Short problem
Extract every line from the entries below that contains the string "ground", copying each line in full. The match is case-sensitive.

Exercise input
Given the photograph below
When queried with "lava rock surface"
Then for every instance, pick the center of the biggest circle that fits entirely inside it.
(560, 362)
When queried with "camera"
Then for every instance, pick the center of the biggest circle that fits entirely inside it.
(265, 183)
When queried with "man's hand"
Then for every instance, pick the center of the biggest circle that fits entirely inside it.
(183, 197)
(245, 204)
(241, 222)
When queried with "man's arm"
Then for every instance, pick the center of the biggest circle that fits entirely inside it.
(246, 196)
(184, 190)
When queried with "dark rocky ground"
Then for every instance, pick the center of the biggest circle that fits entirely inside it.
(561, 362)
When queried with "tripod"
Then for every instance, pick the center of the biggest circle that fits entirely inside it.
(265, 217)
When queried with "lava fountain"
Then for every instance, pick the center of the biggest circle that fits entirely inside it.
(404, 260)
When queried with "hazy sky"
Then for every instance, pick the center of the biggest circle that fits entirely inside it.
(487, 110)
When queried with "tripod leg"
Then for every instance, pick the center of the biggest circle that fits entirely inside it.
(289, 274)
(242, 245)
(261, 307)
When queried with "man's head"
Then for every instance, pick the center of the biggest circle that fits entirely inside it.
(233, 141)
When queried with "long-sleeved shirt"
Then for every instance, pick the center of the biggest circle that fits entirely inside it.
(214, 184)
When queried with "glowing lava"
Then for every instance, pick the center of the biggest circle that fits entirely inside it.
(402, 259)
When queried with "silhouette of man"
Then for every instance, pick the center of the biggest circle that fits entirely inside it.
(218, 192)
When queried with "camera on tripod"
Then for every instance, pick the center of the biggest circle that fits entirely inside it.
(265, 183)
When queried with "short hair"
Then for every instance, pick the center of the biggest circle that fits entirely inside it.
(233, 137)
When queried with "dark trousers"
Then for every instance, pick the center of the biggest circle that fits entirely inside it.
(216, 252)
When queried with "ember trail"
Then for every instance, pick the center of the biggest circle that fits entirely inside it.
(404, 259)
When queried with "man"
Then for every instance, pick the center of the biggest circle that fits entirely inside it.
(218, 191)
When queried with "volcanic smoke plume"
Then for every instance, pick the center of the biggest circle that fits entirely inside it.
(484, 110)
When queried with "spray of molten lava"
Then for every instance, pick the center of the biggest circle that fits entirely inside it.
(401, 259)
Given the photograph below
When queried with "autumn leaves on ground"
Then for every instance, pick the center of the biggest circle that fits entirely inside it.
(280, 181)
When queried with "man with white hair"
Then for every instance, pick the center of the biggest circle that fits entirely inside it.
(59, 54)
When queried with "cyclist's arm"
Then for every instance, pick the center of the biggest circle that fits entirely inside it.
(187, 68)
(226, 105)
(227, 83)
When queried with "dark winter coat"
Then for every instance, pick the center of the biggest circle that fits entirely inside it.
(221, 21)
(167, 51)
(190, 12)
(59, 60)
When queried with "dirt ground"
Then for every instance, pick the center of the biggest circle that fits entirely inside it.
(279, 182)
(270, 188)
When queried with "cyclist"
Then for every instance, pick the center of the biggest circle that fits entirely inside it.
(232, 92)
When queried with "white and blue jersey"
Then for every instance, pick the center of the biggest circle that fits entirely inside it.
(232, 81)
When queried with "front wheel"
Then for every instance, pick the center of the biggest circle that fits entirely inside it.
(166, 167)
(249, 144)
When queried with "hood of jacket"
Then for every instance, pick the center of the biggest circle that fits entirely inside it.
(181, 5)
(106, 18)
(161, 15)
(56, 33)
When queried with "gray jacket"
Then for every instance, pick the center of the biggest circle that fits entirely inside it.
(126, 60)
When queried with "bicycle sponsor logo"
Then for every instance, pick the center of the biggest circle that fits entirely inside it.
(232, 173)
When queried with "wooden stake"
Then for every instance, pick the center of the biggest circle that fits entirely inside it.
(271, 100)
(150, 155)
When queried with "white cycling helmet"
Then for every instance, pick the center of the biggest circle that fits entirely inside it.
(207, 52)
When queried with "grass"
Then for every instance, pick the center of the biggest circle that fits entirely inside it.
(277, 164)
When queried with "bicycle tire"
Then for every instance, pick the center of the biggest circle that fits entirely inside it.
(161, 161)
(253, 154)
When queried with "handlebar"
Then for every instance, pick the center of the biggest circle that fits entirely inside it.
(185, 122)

Result below
When queried with "dark rocky ground"
When queried with "autumn leaves on ground"
When queried with "dirt ground"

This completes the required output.